Source text =>
You are a Theranos board member.
Key financial datapoints (for reference)
| Metric | Value (2015) |
|---|---|
| Company valuation | $9 billion |
| Holmes's estimated net worth | $4.5 billion (Forbes peak) |
| Total funding raised | ~$700 million |
| Walgreens store deployments | 40+ |
| Safeway clinic investment | ~$350 million |
| Board members with medical/lab credentials | 0 of 11 |
| Peer-reviewed publications of Edison technology | 0 |
| Claimed test range (from fingertip prick) | 240+ assays |
| Actual tests run on Edison at launch | ~12 assays |
| Revenue reported to investors | Not disclosed (claims of $100M+ were false) |
Frameworks invoked
- Corporate Governance / Duty of Care. Directors have a legal duty to act in the best interest of the company and its stakeholders, which requires informed decision-making. A board that never demanded a product demonstration is a board that failed its duty.
- Stakeholder Theory. Holmes framed every board interaction around investor and partner outcomes. But the actual stakeholders — patients relying on blood test accuracy — were never represented in the boardroom.
- Asymmetric Information. Holmes controlled all technical information. The board had no independent technical advisors. Every piece of data they received passed through Holmes's filter.
- Principal-Agent Problem. The board (principals) hired Holmes (agent) and gave her nearly unchecked authority. Without independent verification mechanisms, agents with misaligned incentives can sustain fraud indefinitely.
Discussion questions
- The board included Henry Kissinger, George Shultz, and James Mattis — but no oncologists, no laboratory scientists. Why did prestige substitute for expertise, and whose responsibility was that?
- Theranos had never published a peer-reviewed validation study. At what point should that have been a disqualifying fact rather than a negotiating point?

To do => Please write what comes next in the Theranos board case study, picking up after its last line. None of these entries are needed.

Entries from a collection:
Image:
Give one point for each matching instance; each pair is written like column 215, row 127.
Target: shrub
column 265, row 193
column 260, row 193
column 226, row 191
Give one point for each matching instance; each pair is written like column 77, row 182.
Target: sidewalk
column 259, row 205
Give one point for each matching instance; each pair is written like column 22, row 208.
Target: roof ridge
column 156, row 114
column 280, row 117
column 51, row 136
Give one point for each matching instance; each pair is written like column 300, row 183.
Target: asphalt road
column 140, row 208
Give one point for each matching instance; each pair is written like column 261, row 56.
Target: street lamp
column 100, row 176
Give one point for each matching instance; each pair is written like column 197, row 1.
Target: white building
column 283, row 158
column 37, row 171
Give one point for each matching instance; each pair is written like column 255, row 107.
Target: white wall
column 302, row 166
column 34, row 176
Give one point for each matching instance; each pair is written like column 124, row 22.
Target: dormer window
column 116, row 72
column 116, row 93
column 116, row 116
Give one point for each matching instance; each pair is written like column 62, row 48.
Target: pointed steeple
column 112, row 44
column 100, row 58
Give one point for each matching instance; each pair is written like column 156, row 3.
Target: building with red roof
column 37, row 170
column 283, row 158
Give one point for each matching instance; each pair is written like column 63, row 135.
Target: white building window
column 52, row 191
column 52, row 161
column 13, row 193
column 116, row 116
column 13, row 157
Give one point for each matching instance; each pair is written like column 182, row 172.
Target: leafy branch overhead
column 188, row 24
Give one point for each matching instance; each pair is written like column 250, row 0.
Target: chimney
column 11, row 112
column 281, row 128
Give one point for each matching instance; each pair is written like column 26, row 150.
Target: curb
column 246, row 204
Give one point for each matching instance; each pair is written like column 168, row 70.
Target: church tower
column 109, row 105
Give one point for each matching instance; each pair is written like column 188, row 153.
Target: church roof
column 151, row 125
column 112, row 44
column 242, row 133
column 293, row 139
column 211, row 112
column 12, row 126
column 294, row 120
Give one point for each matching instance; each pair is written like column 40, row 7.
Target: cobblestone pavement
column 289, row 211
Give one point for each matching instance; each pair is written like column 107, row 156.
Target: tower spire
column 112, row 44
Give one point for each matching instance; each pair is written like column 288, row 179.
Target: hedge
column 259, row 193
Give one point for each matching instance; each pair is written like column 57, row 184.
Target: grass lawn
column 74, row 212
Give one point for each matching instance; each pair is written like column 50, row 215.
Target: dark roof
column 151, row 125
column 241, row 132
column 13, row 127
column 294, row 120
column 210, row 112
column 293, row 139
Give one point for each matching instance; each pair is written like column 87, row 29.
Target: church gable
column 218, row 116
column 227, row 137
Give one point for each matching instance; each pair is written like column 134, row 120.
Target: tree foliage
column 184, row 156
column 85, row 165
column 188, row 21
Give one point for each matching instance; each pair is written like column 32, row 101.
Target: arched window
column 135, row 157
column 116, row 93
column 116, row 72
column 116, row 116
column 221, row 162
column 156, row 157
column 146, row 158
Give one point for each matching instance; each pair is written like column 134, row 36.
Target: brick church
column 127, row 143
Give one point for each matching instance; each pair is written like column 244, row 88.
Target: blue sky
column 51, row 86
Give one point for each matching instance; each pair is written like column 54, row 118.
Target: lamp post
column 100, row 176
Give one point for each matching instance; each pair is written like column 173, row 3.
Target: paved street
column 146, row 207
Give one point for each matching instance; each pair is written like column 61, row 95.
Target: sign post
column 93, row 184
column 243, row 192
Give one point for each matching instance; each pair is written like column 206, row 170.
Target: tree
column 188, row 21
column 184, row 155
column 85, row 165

Task answer =>
- Holmes deployed a specific strategy: surround the board with prestigious non-technical members who would be socially reluctant to challenge her. How do you design board composition to prevent this?
- Walgreens' own medical consultant raised red flags before signing the contract and was overruled. What does this tell us about how organizations process inconvenient information?
- Holmes's defense ("we're being held to a different standard as a Silicon Valley company") was a category error: FDA laboratory standards are not negotiable because they protect patients. How do you identify when "we're disrupting regulations" is a legitimate thesis vs. a fraud shield?
The real outcome (revealed at session end)
October 2015: CMS (the federal lab regulator) begins its inspection of Theranos's Newark, CA lab. Holmes's CNBC defense holds for six months.
July 2016: CMS bans Holmes from running a clinical laboratory for two years and revokes Theranos's lab certification. Walgreens terminates the contract.
2018: The SEC charges Holmes with fraud. The DOJ charges Holmes and Balwani with wire fraud. Holmes is removed as CEO.
2022: Holmes is convicted on four counts of fraud and conspiracy. She is sentenced to 11.25 years in federal prison. The jury found she had defrauded investors but acquitted her on patient fraud counts (a verdict many legal analysts found perplexing).
The board's role: Not one Theranos board member was charged with a crime. George Shultz publicly stated he was deceived. His grandson, Tyler Shultz, was an early Theranos employee who became a whistleblower — the family rift became one of the most human dimensions of the story.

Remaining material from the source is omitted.